§ Set problem
Print every line of the following listing verbatim, with no changes.

------------------------------------------------------------

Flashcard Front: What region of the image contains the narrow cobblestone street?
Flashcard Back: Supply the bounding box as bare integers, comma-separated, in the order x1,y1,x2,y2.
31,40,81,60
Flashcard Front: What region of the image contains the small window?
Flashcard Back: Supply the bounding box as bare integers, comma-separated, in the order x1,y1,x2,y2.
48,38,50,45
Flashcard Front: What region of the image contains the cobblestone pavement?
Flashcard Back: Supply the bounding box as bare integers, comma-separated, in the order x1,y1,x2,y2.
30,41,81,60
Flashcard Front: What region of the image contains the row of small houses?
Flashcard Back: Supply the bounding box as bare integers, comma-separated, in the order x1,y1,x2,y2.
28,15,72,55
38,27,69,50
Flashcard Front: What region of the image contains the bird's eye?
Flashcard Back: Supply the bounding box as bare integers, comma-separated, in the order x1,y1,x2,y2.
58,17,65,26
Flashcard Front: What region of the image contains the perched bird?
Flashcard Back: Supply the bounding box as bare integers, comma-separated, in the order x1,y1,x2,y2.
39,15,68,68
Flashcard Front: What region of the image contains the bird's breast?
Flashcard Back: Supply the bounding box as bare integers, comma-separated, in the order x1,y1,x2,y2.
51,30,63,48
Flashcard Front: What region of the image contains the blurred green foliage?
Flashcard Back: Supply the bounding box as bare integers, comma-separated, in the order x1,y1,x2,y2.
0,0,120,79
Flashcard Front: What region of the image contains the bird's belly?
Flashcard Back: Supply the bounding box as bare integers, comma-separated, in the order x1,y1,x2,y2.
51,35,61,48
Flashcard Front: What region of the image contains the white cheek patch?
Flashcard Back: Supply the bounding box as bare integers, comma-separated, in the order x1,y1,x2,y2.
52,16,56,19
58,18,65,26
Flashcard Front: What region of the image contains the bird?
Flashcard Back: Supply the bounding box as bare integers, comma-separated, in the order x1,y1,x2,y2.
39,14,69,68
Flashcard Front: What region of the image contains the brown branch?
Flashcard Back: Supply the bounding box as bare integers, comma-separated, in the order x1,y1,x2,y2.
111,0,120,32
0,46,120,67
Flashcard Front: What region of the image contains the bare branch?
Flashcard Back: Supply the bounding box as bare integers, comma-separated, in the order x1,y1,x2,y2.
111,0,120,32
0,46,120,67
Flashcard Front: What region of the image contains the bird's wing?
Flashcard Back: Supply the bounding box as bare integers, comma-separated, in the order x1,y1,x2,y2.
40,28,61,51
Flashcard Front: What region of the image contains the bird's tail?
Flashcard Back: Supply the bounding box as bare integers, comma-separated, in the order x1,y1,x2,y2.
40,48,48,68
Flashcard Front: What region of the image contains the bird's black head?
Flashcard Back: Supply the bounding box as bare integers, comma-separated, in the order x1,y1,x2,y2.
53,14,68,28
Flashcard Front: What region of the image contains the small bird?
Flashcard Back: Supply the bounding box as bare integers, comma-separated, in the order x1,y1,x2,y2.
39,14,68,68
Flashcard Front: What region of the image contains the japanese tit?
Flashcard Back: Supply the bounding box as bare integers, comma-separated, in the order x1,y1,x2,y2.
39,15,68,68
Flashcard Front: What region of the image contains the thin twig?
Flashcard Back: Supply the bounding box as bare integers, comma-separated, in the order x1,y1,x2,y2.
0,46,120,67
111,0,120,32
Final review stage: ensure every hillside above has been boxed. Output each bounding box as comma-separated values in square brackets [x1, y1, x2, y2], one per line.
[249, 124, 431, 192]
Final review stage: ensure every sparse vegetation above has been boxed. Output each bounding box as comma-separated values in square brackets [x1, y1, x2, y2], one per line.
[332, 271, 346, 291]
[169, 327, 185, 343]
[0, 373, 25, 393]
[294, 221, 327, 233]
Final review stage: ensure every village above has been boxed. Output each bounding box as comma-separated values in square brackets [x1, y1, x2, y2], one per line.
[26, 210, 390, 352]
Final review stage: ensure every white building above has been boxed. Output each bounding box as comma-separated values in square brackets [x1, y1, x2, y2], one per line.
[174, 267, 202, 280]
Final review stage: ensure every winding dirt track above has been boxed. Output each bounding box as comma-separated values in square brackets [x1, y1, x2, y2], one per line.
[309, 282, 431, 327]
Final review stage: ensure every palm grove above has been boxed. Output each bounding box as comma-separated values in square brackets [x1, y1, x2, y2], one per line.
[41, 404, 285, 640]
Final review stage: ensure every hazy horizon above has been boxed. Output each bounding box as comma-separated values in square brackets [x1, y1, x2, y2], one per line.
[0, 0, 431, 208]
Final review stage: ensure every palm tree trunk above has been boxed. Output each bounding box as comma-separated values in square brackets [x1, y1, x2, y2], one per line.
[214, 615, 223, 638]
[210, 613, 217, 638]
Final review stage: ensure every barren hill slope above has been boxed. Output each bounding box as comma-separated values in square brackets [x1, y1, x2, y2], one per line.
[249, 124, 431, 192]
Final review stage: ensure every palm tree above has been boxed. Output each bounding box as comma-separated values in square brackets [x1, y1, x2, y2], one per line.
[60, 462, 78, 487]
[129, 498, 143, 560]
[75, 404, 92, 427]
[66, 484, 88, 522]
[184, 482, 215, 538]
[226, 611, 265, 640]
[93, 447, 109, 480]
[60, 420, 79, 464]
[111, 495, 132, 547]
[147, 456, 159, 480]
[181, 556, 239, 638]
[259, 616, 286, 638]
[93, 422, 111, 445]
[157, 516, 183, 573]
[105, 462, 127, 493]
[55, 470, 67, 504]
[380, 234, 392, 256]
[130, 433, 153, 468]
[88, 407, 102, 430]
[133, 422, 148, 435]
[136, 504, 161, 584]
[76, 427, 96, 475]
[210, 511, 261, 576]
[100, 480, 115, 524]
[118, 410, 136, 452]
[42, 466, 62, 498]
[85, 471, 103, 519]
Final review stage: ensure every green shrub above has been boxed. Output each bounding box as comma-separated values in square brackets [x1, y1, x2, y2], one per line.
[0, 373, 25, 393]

------------------------------------------------------------

§ Final result
Flashcard Front: What region of the image contains the narrow cobblestone street?
Flashcard Back: Supply the bounding box as bare integers, comma-separated, in the order x1,y1,x2,y2.
31,40,81,60
Flashcard Front: What region of the image contains the small window?
Flashcard Back: Supply the bounding box as bare integers, comma-separated, in the order x1,y1,x2,y2.
48,38,50,45
Flashcard Front: What region of the image contains the cobblestone pavement?
Flashcard Back: Supply the bounding box as bare integers, comma-separated, in the order x1,y1,x2,y2.
30,41,81,60
Flashcard Front: What region of the image contains the row of small houses?
Flashcard Back: Supply the bounding box as bare integers, comma-separated, in the order x1,y1,x2,y2.
28,15,72,55
38,27,69,50
Flashcard Front: What region of the image contains the bird's eye?
Flashcard Back: Supply the bounding box as bare integers, comma-separated, in the order x1,y1,x2,y2.
58,17,65,26
Flashcard Front: What region of the image contains the perched bird?
Flashcard Back: Supply the bounding box as bare integers, comma-separated, in the order x1,y1,x2,y2.
39,15,68,68
Flashcard Front: What region of the image contains the bird's breast?
Flashcard Back: Supply the bounding box as bare integers, comma-separated, in the order x1,y1,x2,y2.
51,30,63,48
Flashcard Front: What region of the image contains the blurred green foliage?
Flashcard Back: Supply the bounding box as bare integers, comma-separated, in the order x1,y1,x2,y2.
0,0,120,79
Flashcard Front: What region of the image contains the bird's belly?
Flashcard Back: Supply the bounding box as bare integers, comma-separated, in the order x1,y1,x2,y2.
51,35,61,48
Flashcard Front: What region of the image contains the white cheek patch?
Flashcard Back: Supply the bounding box as bare integers, comma-separated, in the order x1,y1,x2,y2.
52,16,56,19
58,18,65,26
Flashcard Front: What region of the image contains the bird?
Flashcard Back: Supply the bounding box as bare integers, comma-separated, in the order x1,y1,x2,y2.
39,14,69,68
Flashcard Front: What region of the image contains the brown branch?
Flashcard Back: Supply the bounding box as bare integers, comma-separated, in the order x1,y1,x2,y2.
111,0,120,32
0,46,120,67
Flashcard Front: What region of the image contains the bare branch?
Flashcard Back: Supply the bounding box as bare integers, comma-separated, in the order x1,y1,x2,y2.
111,0,120,32
0,46,120,67
Flashcard Front: What region of the image contains the bird's wing?
Flashcard Back: Supply the bounding box as bare integers, comma-separated, in the order x1,y1,x2,y2.
40,28,61,51
Flashcard Front: What region of the image contains the bird's tail?
Flashcard Back: Supply the bounding box as bare integers, comma-separated, in the order x1,y1,x2,y2.
40,48,48,68
Flashcard Front: What region of the image contains the bird's black head?
Flashcard Back: Supply the bounding box as bare integers, comma-separated, in the order x1,y1,x2,y2.
53,14,68,28
Flashcard Front: What region of the image contains the small bird?
Flashcard Back: Supply the bounding box as bare integers, comma-separated, in the order x1,y1,x2,y2.
39,14,68,68
Flashcard Front: What region of the image contains the japanese tit?
Flashcard Back: Supply the bounding box as bare integers, comma-separated, in the order x1,y1,x2,y2.
39,15,68,68
Flashcard Front: What region of the image contains the thin twig?
Flashcard Back: Supply the bounding box as bare integers, comma-separated, in the order x1,y1,x2,y2.
0,46,120,67
111,0,120,32
Final review stage: ensure every hillside above has been boxed. Output each bounding box as comma-separated values in square brackets [x1, y1, x2, y2], one per line.
[249, 124, 431, 192]
Final review stage: ensure every sparse vegetation above has been boxed. Output each bounding box as comma-separated values in square brackets [x1, y1, x2, y2], one per line.
[332, 271, 346, 291]
[169, 327, 185, 343]
[0, 373, 25, 393]
[294, 221, 327, 233]
Final review stage: ensure every village above has been boxed. Output each bounding box as comma-separated values in square brackets [x1, y1, x2, y2], one per line.
[26, 210, 390, 352]
Final review stage: ensure every white building above has been boxed. Output each bounding box as comma-separated values in square brackets [x1, y1, x2, y2], one per line.
[174, 267, 202, 280]
Final review stage: ensure every winding dirt track above has been boxed. Output each bounding box as comma-separated values in square brackets [x1, y1, x2, y2], one per line.
[309, 282, 431, 327]
Final review stage: ensure every palm grove above has been boxed. Output each bounding box as comma-separated values in square brackets [x1, y1, x2, y2], one per line.
[41, 404, 285, 640]
Final review stage: ensure every hazy horizon above has been boxed. Output each bounding box as comma-separated values in square brackets [x1, y1, x2, y2], one per line.
[0, 0, 431, 208]
Final review stage: ensure every palm tree trunk above has been boxed. Output each bounding box as comma-separated values in square brackets [x1, y1, x2, y2], one per line.
[214, 615, 223, 638]
[210, 613, 217, 638]
Final review stage: ensure every barren hill slope above has been boxed. Output each bounding box as comma-separated values in square brackets [x1, y1, x2, y2], one per line.
[249, 124, 431, 192]
Final review stage: ensure every palm tree above has been boxed. Output each bounding box as comma-separated values in square brackets [x1, y1, x2, y2], one per line.
[60, 462, 78, 487]
[129, 498, 143, 560]
[75, 404, 92, 427]
[66, 484, 88, 522]
[184, 482, 215, 538]
[226, 611, 265, 640]
[93, 447, 109, 480]
[60, 420, 79, 464]
[111, 495, 132, 547]
[147, 456, 159, 480]
[181, 556, 239, 638]
[259, 616, 286, 638]
[93, 422, 111, 445]
[157, 516, 183, 573]
[105, 462, 127, 493]
[55, 470, 67, 504]
[380, 234, 392, 256]
[130, 433, 153, 468]
[88, 407, 102, 430]
[133, 422, 148, 435]
[136, 504, 161, 584]
[76, 427, 96, 475]
[210, 511, 261, 576]
[100, 480, 115, 524]
[118, 410, 136, 452]
[42, 466, 62, 498]
[85, 471, 103, 519]
Final review stage: ensure every green shrub above has been boxed. Output each bounding box as comma-separated values in square brackets [x1, y1, x2, y2], one per line.
[0, 373, 25, 393]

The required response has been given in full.